取り組む課題:
a) 直島旅行記の本文に登場する地名は何ですか?すべて挙げてください。
b) 大文字と小文字を区別すると、記録のうち「hand」という文字列を含む行はいくつありますか?数だけ答えてください。

提示テキスト:
::::::

見出し画像

【美術館を味わう⑦】三度目の直島は、何をするのが正解?/直島旅行記

夏の瀬戸内芸術祭について書く、と予告していたのに、季節を1つ飛び越え冬になってしまった。仕事が少し変わり、心が少し忙しかったせいだろう。暖房をガンガンにかけながらビールを飲む、という冬ならではの最高シチュエーションで、恐らく今年最後になるであろうnoteを書こうと思う。

行こうと思ったきっかけ

「東京以外に住むなら?」と聞かれたら、即答するくらいに好きな場所である直島。大学4年、社会人2年目と過去2回訪れたことがあるが、一度もベネッセハウスに泊まったことがなかった。特にオーバル棟には憧れがあり、いつか泊まりたいと思っていた。

誕生日が近い親友と毎年その付近でご褒美旅行やディナーをする。今年の計画をたてている時に、ちょうど芸術祭のタイミングということもあり、オーバルに泊まってみることにした。

旅行計画について

二人とも直島が3回目なので、たいていの場所には一度行ったことがあった。なので、新しくできた場所、これまで行ったことのなかった場所を中心に計画を立てた。

::::::

保存済みの記録:
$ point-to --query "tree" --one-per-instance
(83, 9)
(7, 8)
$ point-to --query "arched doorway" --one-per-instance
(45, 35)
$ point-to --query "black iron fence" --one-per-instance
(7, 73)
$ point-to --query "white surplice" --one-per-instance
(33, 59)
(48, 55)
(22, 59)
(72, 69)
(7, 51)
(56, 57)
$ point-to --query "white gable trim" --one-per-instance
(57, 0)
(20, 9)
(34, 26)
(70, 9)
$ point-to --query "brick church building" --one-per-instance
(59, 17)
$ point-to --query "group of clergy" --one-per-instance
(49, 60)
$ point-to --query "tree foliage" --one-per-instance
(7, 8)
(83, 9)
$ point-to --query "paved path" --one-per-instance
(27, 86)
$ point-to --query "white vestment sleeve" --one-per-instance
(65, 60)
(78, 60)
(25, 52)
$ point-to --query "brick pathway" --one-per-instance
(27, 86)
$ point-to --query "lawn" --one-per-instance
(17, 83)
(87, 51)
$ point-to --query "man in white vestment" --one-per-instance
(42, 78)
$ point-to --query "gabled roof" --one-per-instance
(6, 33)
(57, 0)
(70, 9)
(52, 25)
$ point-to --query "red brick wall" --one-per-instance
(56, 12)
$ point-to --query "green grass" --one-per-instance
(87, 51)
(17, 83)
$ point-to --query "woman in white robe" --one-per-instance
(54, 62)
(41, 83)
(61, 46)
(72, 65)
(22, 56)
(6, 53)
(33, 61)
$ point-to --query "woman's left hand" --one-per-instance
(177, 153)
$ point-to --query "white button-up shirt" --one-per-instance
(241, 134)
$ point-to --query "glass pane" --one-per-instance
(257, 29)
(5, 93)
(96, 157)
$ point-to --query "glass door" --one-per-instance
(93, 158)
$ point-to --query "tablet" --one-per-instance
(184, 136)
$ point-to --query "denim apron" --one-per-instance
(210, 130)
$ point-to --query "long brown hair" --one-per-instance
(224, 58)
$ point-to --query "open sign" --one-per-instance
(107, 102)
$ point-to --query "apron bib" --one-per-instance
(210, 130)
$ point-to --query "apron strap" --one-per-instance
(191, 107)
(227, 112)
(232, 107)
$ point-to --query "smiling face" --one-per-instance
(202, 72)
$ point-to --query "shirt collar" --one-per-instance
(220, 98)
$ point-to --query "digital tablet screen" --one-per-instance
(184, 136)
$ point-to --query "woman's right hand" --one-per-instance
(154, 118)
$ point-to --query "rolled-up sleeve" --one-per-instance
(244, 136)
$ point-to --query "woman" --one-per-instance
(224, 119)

::::::

解答済みの演習:
a) 直島、東京、瀬戸内

b) 2